Nikita Kadan: How culture survives in wartime

From the Venice Biennale, we spoke with Ukrainian artist Nikita Kadan about his hybrid artworks and turning down Putin's patronage.

“I consider myself an anti-fascist artist” Photo: Julia Prezewowsky

In the midst of war, the Ukrainian artist Nikita Kadan has been posting images of Russian war crimes and searching for ways to protect Ukraine’s cultural heritage. In April, his work was included in the exhibition This is Ukraine: Defending Freedom now on at the Venice Biennale.

You’ve expressed frustration with the misconception that the war only started with the recent invasion, when it actually began with the Russian invasion of Crimea in 2014. Why do you think the West has been so slow to react?

> **Data section**
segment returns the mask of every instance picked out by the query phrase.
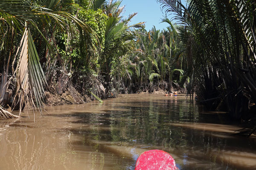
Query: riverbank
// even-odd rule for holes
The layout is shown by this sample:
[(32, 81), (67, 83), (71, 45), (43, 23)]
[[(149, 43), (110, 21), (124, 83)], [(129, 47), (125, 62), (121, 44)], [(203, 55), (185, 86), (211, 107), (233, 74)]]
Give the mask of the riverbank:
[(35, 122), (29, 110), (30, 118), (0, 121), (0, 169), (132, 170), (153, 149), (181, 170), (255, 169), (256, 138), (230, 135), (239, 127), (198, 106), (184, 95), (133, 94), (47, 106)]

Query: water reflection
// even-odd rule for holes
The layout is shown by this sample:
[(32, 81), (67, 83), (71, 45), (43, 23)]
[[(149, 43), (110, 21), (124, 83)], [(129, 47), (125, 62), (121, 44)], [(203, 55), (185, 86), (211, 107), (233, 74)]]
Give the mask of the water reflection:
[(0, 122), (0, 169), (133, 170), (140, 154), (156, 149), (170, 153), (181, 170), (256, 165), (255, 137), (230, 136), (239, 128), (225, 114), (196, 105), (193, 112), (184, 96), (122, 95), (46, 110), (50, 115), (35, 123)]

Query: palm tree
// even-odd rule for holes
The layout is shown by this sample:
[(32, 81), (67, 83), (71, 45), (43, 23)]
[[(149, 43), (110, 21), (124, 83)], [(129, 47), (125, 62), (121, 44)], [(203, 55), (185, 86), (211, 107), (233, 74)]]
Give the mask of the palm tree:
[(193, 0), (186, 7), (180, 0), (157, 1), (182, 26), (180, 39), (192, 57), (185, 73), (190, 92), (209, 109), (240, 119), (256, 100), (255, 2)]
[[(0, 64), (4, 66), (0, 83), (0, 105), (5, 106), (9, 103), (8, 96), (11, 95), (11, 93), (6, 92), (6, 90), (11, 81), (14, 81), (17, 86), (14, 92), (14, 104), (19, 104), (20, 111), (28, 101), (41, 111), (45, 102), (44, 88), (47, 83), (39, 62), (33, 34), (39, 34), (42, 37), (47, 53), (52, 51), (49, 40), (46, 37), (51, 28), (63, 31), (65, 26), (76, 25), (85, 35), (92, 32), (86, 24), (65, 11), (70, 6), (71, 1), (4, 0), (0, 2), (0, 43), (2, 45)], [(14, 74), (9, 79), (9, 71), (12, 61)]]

> **Exercises**
A) Copy the Nikita Kadan interview from "Nikita Kadan: How" to "slow to react?", substituting "Biennale in Venice" for "Venice Biennale".
B) Extend the interview with Nikita Kadan beyond its final sentence.

> **Per-task outputs**
A)
Nikita Kadan: How culture survives in wartime

From the Biennale in Venice, we spoke with Ukrainian artist Nikita Kadan about his hybrid artworks and turning down Putin's patronage.

“I consider myself an anti-fascist artist” Photo: Julia Prezewowsky

In the midst of war, the Ukrainian artist Nikita Kadan has been posting images of Russian war crimes and searching for ways to protect Ukraine’s cultural heritage. In April, his work was included in the exhibition This is Ukraine: Defending Freedom now on at the Biennale in Venice.

You’ve expressed frustration with the misconception that the war only started with the recent invasion, when it actually began with the Russian invasion of Crimea in 2014. Why do you think the West has been so slow to react?

B)
In 2014, international media were initially quite attentive to the annexation of Crimea and the start of the war in Donbas. But then Ukraine and the war in east Ukraine just went out of fashion. People of the West just said: “It’s okay, it’s somewhere in Ukraine, one of those shithole countries, we don’t need to go deeper into this.” Now Putin’s rhetoric is not just anti-Ukrainian, but anti-Western. And so we are fashionable again – we are succeeding in the market of attention.

The German government has been particularly slow to respond. Some believe it’s down to its dependence on Russian gas, while others attribute it to the legacy of Nazi atrocities committed in Eastern Europe. Do these acts of violence still resonate in Ukraine?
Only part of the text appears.